- Task objective -
An exact copy of all entries is required.

- Extracted material -
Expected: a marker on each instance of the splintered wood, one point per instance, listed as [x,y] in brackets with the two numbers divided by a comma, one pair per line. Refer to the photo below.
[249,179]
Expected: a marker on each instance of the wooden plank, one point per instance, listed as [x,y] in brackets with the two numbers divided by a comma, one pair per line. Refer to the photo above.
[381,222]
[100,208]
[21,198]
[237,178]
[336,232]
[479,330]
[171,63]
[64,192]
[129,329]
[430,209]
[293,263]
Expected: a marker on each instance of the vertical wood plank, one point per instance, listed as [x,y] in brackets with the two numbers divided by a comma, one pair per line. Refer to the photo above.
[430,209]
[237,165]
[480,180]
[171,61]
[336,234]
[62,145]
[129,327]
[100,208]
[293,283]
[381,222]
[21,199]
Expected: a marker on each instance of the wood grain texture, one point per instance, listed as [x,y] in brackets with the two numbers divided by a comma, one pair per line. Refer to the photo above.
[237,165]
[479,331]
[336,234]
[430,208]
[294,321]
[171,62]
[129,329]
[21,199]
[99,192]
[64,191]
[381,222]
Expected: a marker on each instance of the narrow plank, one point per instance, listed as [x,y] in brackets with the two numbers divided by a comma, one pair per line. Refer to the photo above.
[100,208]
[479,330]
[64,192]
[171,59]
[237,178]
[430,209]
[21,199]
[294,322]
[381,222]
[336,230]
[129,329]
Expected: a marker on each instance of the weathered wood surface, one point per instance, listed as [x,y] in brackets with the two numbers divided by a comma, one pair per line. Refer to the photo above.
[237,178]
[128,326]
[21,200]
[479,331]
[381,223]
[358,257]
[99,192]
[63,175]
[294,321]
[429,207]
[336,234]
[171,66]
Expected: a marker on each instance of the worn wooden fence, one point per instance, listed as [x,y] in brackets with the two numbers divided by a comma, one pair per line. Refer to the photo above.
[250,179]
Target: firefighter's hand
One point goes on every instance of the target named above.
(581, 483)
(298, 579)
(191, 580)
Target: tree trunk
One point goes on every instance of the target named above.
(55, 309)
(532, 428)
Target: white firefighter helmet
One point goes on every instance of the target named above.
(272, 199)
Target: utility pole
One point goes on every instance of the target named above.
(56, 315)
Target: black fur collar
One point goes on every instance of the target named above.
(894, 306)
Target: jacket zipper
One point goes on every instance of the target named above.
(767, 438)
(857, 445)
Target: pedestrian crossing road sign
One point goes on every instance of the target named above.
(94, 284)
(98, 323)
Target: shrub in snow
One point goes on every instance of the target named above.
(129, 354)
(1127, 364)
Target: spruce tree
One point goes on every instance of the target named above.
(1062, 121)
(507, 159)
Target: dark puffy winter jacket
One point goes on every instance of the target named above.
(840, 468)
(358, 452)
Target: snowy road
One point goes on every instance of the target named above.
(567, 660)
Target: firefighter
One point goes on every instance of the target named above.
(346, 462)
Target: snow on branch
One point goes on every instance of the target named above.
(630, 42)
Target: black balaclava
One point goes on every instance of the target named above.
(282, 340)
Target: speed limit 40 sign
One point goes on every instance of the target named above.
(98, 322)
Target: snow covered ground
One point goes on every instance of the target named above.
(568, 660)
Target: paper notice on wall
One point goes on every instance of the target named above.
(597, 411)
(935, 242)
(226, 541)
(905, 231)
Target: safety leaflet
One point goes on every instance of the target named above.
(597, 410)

- Solution to this problem -
Expected: a marker on each instance of the splintered wood, one point per instance, listed as [x,y] in brackets with the two numbers divided by a comma, one pair per line. Refer to the photo below.
[249,179]
Expected: a marker on each instance of the wooden plank, one point per instance, listed as [x,y] in brackets with the two numbers divided by a comma, one pair per line. Refer to the photo above.
[381,222]
[100,208]
[21,198]
[237,178]
[336,232]
[479,330]
[171,63]
[64,192]
[129,329]
[430,209]
[293,263]
Expected: a marker on each instance of the vertical wood plank, one point per instance, listed as [x,y] in brackets with the two numbers divided by a comma, one pair per line. Refer to the photo above.
[430,209]
[237,165]
[480,180]
[171,61]
[336,234]
[62,145]
[129,327]
[100,208]
[293,283]
[381,222]
[21,199]
Expected: a marker on each instance of the wood grain texture, one point per instance, listed as [x,y] in brackets with the two numbers divided by a comma, one pair per line. Refer to the photo above.
[237,165]
[479,331]
[336,234]
[430,208]
[294,321]
[171,62]
[129,329]
[21,199]
[99,192]
[64,191]
[381,222]
Expected: a marker on each instance of the narrow plank, one point per instance, listed as [x,y] in brackets with the two numbers divided by a comma, one pair per line. Refer to the photo above.
[100,208]
[479,330]
[64,192]
[171,59]
[237,178]
[430,209]
[21,199]
[294,322]
[381,222]
[336,230]
[129,329]
Expected: a marker on each instance of the weathered wood surface, one point per instance, listed as [x,y] in brackets with the two numbers divided by a comma, one pair per line. Refer to the photo above.
[237,178]
[128,326]
[21,200]
[479,331]
[381,223]
[358,257]
[99,192]
[63,175]
[294,321]
[429,207]
[336,234]
[171,66]
Expected: a marker on each instance of the worn wooden fence, one point per instance, listed as [x,y] in brackets with the two numbers divided by a comma, one pair per line. Refer to the photo above.
[250,179]
Target: firefighter's hand
One point goes on every instance of the target named above.
(581, 483)
(298, 579)
(191, 580)
Target: tree trunk
One point goes on every instance of the target named above.
(55, 309)
(532, 428)
Target: white firefighter helmet
One point goes on every instance of the target named above.
(272, 199)
Target: utility pole
One point goes on every instance of the target named above.
(56, 315)
Target: black fur collar
One point goes on every instance of the target named above.
(894, 306)
Target: jacket zipper
One point goes on every instance of the target named above.
(767, 438)
(857, 445)
Target: pedestrian crossing road sign
One point goes on every instance of the target named above.
(94, 284)
(98, 323)
Target: shrub in snow
One point goes on every instance of the target named above.
(129, 354)
(1127, 364)
Target: spruce tree
One point goes on every instance of the target named above.
(1062, 121)
(507, 159)
Target: dark puffy winter jacket
One point goes on every instance of the target named above.
(840, 468)
(358, 452)
Target: snowy road
One point goes on every instance of the target named above.
(567, 660)
Target: firefighter
One point goes on every instance of the target named above.
(346, 462)
Target: snow on branch
One point goes on every instance of the target named above.
(630, 42)
Target: black balaclava
One point goes on every instance of the target named above.
(282, 340)
Target: speed limit 40 sign
One point goes on every instance of the target named above.
(98, 322)
Target: snow covered ground
One point goes on every instance of the target named above.
(568, 660)
Target: paper notice on wall
One point goes on every instance of the target named above.
(597, 411)
(935, 242)
(226, 541)
(905, 231)
Target: safety leaflet
One point goes on every instance of the target named above.
(597, 410)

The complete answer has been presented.